** Excerto **
=====
É uma locução prepositiva (ver Evanildo Bechara, Moderna Gramática Portuguesa, Rio de Janeiro, Editora Lucerna, 2002, pág. 301) que tem valor causal.

A diferença entre causa e resultado é uma questão de perspectiva. Se disser que «houve um despiste por causa do gelo na estrada», digo que «o gelo na estrada foi causa do despiste»; mas, se formar a frase «houve um despiste em resultado do gelo na estrada», quero explicar que «o despiste foi o resultado de haver gelo na estrada».

Pergunta:

Na qualidade do que é recente, é legítimo falar-se da "recência" de uma dada situação ou coisa?

Resposta:

Não, porque não se usa "recência". Atesta-se, sim, recentidade, palavra registada no Dicionário Houaiss e no Grande Dicionário da Língua Portuguesa, de José Pedro Machado, dicionários que também indicam que o termo é pouco usado. No Vocabulário Ortográfico da Língua Portuguesa (VOLP) da Academia Brasileira de Letras e no VOLP da Porto Editora, acolhem-se as formas recenticidade e recentidade, sem observações sobre uso.

Pergunta:

Saber se um substantivo é epiceno é difícil, pois os dicionários, ao menos o que eu uso, não informam...

Há alguma forma de saber se um substantivo é ou não é epiceno?

Outra pergunta: dragão e baleia são substantivos epicenos?

Resposta:

Cito a definição de epiceno que o Dicionário Houaiss disponibiliza:

«diz-se de ou substantivo (designativo de animais) com apenas um gênero (p. ex.: a onça, o jacaré) [Quando necessário especificar o sexo do animal, juntam-se ao substantivo as palavras macho ou fêmea: gavião macho, gavião fêmea; o macho/a fêmea do jacaré.]»1

Isto significa que um substantivo epiceno do género masculino não tem feminino, nem morfológico (não se diz "dragona", pelo menos, não como «fêmea do dragão») nem lexical (não há uma outra forma, ao contrário de cavalo, a que corresponde égua). O mesmo acontece com epicenos que têm forma feminina: o macho da hiena não é o *hieno nem se conhece outra palavra simples que designe a hiena-macho.

Em relação a baleia, embora não haja *baleio, o português do Brasil dispõe das formas caxarela, caxarelo, caxaréu, denominações da baleia-macho.

1 Sobre o uso de macho e fêmea, consultar esta resposta anterior.

Pergunta:

Aqui afirma-se que depois de certos advérbios se usa a próclise. A minha pergunta é se assim se inclui entre esses «certos advérbios», mais especificamente, o que é mais comum/correto em português europeu: «Assim te divertes economizando», ou «Assim divertes-te economizando»?

Muito obrigado.

Resposta:

Com assim, há duas possibilidades que a pontuação distingue em português europeu:

a) «Assim te divertes economizando.»

b) «Assim, divertes-te economizando.»
=====
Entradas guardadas
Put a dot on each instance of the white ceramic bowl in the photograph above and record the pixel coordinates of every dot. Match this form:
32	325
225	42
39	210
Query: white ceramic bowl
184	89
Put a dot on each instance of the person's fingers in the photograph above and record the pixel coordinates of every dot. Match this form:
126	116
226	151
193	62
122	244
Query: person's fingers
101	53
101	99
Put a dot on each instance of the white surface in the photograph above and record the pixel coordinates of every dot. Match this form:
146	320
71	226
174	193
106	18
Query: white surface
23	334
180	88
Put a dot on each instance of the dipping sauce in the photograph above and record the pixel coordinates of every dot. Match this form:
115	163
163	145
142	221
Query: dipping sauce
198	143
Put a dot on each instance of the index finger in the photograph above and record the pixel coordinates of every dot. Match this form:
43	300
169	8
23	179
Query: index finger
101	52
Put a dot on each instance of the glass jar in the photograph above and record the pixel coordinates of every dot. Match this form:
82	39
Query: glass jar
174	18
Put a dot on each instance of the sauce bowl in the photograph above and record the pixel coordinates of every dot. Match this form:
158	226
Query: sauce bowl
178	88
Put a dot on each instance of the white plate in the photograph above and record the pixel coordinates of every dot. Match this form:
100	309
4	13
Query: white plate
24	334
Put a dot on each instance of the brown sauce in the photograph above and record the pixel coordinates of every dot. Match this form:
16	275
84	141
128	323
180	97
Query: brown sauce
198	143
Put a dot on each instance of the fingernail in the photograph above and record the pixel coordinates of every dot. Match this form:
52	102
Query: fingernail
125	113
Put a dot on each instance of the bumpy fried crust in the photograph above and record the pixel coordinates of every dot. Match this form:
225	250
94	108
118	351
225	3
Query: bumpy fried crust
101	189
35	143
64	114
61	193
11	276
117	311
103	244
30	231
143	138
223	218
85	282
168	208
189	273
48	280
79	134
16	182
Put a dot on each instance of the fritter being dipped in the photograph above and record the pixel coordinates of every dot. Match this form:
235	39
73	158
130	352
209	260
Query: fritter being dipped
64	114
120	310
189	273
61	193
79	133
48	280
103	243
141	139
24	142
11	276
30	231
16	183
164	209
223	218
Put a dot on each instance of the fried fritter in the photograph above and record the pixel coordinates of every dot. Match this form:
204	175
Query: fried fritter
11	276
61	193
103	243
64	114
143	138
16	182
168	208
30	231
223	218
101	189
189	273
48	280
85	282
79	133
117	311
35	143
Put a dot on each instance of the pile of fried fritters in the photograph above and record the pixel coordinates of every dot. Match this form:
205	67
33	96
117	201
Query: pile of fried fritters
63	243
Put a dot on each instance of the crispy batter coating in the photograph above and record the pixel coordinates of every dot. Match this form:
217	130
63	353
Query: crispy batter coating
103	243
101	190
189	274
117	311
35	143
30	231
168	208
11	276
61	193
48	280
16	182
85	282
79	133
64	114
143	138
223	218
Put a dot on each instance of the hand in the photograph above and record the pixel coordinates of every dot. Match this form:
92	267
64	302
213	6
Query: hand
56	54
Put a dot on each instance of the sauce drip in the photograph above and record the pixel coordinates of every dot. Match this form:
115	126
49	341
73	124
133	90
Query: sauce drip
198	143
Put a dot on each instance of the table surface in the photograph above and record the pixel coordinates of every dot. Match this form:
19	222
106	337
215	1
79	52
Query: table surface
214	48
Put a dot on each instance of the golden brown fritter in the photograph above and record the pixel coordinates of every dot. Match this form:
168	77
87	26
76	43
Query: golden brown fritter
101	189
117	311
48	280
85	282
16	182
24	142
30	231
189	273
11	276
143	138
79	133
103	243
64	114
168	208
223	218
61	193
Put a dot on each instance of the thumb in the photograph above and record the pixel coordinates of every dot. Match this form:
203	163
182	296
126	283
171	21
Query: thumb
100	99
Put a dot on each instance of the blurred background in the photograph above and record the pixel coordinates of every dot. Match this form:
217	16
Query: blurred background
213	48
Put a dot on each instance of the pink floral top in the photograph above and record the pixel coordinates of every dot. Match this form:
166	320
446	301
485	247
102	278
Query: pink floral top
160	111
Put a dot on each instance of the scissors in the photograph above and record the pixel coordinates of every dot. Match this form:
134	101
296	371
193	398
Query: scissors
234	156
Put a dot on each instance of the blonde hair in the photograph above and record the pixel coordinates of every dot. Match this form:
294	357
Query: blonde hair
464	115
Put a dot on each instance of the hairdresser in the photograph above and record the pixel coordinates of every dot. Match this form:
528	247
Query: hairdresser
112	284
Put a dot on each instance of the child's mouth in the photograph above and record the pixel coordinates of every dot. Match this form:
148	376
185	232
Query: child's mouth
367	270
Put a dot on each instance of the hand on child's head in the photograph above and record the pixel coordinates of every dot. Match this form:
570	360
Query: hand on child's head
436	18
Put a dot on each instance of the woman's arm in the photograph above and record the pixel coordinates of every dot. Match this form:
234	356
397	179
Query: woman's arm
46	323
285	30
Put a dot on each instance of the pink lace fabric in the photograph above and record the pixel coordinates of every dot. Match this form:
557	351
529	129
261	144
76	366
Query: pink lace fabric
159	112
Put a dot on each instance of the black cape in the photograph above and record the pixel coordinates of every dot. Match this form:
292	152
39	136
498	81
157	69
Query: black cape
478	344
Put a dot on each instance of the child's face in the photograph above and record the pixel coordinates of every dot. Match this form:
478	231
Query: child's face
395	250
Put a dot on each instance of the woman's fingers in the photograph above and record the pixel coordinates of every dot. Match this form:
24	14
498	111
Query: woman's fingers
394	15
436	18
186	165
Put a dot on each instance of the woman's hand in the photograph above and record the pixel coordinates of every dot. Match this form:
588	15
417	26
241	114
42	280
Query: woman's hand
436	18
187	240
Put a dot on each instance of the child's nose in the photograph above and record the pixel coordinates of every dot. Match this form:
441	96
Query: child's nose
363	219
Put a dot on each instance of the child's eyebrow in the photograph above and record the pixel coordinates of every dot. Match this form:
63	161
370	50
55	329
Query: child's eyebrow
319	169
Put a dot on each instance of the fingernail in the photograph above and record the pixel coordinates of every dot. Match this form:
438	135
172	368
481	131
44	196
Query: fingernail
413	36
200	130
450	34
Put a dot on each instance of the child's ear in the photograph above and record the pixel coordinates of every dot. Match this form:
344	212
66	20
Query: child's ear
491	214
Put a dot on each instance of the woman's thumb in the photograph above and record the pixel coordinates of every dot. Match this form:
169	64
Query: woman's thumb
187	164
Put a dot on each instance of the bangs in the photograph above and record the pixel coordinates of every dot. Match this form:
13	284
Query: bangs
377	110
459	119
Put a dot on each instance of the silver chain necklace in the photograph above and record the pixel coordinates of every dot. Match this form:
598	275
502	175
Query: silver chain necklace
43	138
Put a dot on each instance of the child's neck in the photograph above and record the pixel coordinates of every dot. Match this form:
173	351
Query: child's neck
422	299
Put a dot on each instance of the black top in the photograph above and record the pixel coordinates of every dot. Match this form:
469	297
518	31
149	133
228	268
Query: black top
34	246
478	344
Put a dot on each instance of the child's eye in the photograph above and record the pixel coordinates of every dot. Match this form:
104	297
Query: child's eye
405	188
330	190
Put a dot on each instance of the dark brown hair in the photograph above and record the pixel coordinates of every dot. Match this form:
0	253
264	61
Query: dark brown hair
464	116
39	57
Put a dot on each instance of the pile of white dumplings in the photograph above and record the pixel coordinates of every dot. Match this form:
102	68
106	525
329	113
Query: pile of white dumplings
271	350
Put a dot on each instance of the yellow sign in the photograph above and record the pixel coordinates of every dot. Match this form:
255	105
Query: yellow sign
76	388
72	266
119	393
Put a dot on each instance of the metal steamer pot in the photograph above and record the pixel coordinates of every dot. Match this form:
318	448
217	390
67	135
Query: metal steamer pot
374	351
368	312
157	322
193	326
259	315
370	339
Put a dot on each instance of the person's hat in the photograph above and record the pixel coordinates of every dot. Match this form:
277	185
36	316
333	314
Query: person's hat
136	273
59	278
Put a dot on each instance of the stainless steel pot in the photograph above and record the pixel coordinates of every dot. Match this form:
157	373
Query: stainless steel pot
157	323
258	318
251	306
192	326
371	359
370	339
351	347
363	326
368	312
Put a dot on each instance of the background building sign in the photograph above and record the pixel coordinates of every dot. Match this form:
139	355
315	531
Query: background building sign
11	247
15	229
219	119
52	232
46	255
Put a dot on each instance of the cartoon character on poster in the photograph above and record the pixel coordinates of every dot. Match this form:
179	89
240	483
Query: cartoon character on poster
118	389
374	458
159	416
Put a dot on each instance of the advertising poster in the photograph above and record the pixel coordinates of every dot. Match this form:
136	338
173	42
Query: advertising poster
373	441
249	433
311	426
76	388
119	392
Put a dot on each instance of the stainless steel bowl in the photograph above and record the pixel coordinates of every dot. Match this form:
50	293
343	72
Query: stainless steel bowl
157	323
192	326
=====
** Detalhes da tarefa **
Transcreva do excerto, sem alterações, o trecho que vai desde "Na qualidade do" até "são substantivos epicenos?", inclusive.

** Resposta escrita **
Na qualidade do que é recente, é legítimo falar-se da "recência" de uma dada situação ou coisa?

Resposta:

Não, porque não se usa "recência". Atesta-se, sim, recentidade, palavra registada no Dicionário Houaiss e no Grande Dicionário da Língua Portuguesa, de José Pedro Machado, dicionários que também indicam que o termo é pouco usado. No Vocabulário Ortográfico da Língua Portuguesa (VOLP) da Academia Brasileira de Letras e no VOLP da Porto Editora, acolhem-se as formas recenticidade e recentidade, sem observações sobre uso.

Pergunta:

Saber se um substantivo é epiceno é difícil, pois os dicionários, ao menos o que eu uso, não informam...

Há alguma forma de saber se um substantivo é ou não é epiceno?

Outra pergunta: dragão e baleia são substantivos epicenos?